[Exercise details]
Please return every line in the entries below with the word "leafy" in it.

"""

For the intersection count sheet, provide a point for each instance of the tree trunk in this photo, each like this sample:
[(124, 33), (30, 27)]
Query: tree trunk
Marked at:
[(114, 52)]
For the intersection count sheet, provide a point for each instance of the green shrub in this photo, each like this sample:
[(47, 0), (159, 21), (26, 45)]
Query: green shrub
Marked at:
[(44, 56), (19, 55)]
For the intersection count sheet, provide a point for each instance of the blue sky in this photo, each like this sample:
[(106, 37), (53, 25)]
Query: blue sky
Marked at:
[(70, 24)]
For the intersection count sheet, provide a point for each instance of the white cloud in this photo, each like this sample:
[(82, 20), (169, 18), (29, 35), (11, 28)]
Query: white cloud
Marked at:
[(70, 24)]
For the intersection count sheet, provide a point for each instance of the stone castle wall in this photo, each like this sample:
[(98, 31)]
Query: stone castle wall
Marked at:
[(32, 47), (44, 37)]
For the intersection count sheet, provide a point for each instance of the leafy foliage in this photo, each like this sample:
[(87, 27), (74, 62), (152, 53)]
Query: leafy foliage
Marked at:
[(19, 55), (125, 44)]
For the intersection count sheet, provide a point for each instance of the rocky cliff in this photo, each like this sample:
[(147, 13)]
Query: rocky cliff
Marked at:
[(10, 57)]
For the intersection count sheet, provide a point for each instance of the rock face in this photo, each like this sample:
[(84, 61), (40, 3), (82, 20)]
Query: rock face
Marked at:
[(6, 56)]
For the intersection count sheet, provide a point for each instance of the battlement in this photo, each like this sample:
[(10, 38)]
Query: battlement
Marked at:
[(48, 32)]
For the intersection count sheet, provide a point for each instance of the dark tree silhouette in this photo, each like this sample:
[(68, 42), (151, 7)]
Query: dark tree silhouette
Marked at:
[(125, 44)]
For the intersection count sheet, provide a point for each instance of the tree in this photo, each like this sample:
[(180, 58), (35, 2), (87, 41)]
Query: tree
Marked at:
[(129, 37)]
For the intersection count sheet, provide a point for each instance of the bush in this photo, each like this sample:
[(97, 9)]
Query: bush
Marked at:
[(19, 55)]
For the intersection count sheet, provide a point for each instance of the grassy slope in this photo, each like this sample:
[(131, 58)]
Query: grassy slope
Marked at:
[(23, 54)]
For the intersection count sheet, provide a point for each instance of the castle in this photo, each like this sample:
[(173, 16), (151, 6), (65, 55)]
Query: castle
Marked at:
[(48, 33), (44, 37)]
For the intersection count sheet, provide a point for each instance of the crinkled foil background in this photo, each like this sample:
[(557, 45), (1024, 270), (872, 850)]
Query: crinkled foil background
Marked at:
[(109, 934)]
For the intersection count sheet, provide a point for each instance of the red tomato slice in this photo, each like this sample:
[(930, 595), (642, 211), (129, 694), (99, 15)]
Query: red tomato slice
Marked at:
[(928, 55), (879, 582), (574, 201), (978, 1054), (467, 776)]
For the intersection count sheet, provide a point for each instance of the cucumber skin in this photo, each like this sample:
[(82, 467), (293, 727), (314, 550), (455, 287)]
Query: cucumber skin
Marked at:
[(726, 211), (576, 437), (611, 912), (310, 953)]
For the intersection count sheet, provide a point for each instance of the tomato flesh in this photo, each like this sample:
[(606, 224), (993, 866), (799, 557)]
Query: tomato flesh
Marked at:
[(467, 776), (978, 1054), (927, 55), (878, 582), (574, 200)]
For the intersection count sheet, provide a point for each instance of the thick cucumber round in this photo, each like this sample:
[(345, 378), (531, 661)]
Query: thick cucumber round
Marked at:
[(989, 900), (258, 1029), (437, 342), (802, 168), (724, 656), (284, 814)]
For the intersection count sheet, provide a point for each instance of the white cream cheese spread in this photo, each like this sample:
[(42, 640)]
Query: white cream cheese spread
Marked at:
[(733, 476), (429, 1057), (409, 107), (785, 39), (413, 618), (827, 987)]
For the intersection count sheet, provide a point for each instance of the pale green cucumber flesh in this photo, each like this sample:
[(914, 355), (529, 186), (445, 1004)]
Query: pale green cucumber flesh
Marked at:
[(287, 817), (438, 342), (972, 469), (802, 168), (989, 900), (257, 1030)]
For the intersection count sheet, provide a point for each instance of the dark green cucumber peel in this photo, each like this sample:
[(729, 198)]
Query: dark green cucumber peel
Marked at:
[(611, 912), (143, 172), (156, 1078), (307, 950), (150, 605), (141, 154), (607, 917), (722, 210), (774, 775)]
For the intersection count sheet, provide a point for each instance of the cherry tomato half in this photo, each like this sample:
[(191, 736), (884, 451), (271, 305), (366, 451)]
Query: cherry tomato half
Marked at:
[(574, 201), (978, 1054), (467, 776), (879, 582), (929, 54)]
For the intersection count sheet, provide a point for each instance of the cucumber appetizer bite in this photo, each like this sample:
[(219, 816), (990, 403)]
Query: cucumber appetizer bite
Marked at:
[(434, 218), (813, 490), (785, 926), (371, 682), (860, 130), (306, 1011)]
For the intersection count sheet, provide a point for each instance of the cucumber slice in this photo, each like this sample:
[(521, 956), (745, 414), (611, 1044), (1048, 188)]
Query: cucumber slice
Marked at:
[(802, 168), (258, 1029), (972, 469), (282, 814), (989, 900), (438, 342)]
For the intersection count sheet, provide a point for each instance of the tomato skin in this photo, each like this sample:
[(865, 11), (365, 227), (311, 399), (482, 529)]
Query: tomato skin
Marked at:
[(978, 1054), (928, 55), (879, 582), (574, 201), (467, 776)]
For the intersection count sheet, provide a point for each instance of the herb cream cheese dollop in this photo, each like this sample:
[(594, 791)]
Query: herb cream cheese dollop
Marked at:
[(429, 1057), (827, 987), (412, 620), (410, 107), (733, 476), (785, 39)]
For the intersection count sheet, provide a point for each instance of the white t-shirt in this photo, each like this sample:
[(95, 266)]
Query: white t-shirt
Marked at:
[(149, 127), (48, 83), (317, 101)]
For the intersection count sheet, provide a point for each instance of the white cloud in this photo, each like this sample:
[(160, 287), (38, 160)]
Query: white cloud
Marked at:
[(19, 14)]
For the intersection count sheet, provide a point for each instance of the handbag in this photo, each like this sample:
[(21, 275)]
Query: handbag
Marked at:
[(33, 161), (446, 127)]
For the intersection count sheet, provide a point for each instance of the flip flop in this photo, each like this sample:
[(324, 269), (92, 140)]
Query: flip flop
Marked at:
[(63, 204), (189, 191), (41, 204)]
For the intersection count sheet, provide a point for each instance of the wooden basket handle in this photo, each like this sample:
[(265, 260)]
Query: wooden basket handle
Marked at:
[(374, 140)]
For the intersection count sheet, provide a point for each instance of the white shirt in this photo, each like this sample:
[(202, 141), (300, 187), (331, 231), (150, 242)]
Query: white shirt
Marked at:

"""

[Response area]
For the intersection count sheet, provide a point for each instance of the leafy foliage in this photo, each like this sample:
Query: leafy foliage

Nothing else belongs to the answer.